**TASK OBJECTIVE**
In the article on Subway Israel, what happened to the chain's locations in 2004, and why?

Subway Israel () was a fast food sandwich chain, an international franchise of Subway. Opening in 1992, they expanded to 23 branches around Israel before they closed in 2004.

History
In the early 1990s, Subway began expanding their international franchises at a much more rapid pace, with Israel being one of those places. 

In 1992 Subway entered Israel for the first time. In 2004, when the original franchisee died, the chain closed their 23 locations.

Kashrut
Although not all restaurants in Israel were kosher, all did refrain from pig products. Not wanting to ostracize itself from the Jewish residents of Israel, Subway did not offer bacon or ham.

Other kosher Subways
Outside of Israel, the only other kosher Subways are located in the United States, which opened its first location in 2006 in a suburb of Cleveland, Ohio. Subway spokesman Jared Fogle attended the opening of the first kosher Subway branch at the Mandel JCC of Cleveland. Subway's press release on the opening stated, "With slight modifications, such as no pork-based products, and the use of soy-based cheese product, the menu is virtually identical to that of any other Subway restaurant."

**RECORD EXCERPTS**
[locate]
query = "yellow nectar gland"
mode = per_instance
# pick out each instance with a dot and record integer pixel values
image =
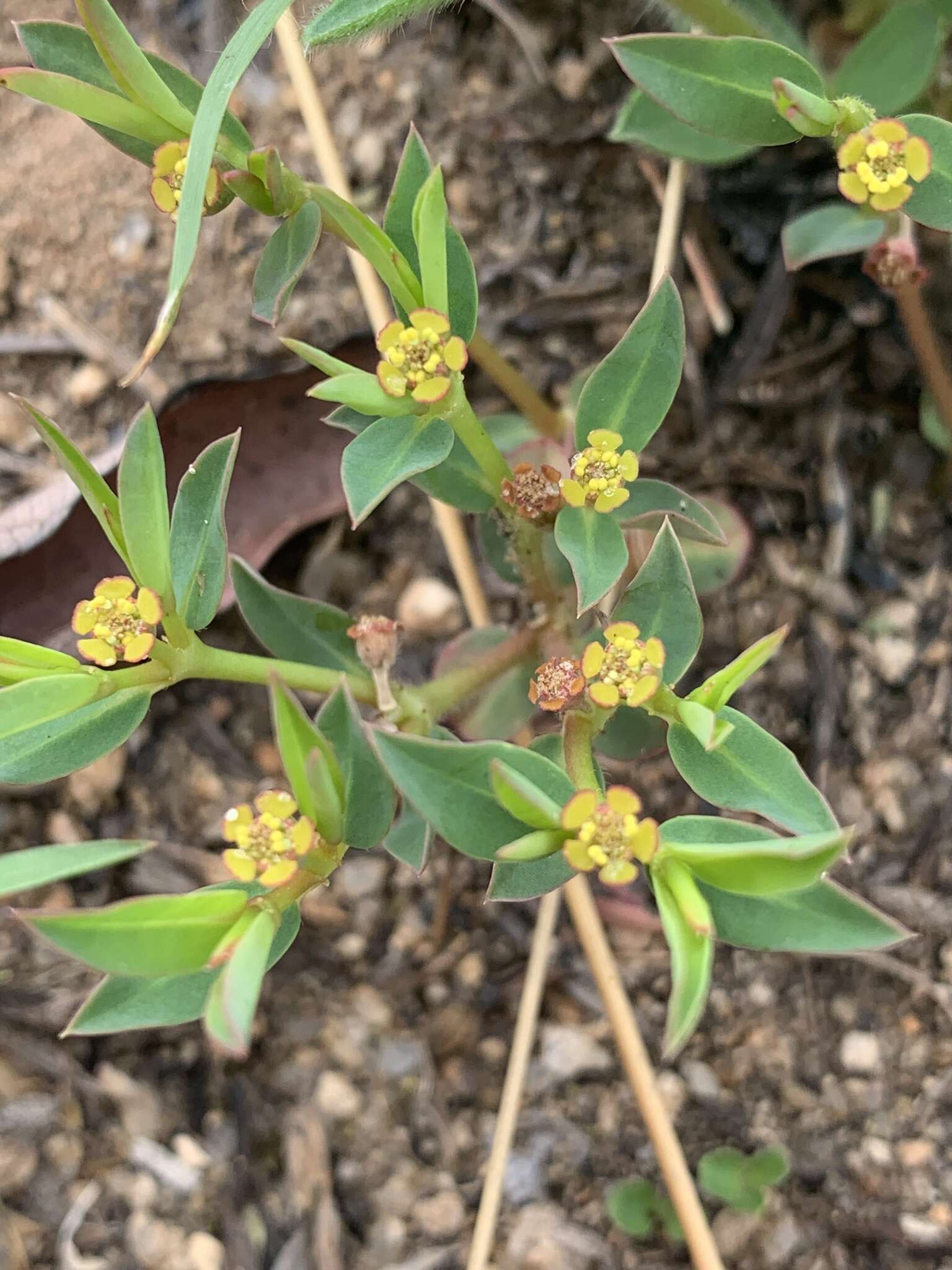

--

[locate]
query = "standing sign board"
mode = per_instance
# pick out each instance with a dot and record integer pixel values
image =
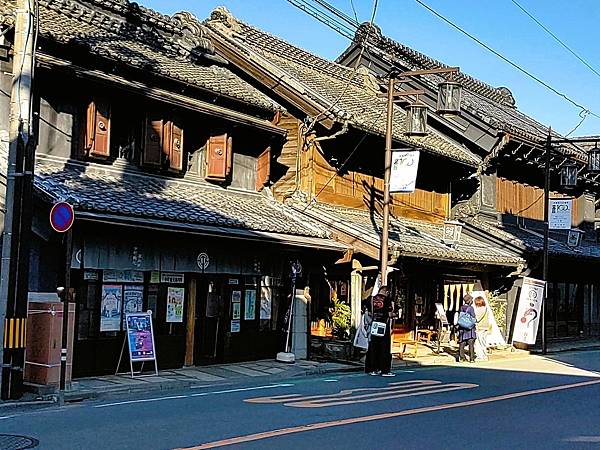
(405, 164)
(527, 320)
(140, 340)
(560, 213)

**SOLVED PROBLEM**
All 23 locations closed in 2004, when the original franchisee died.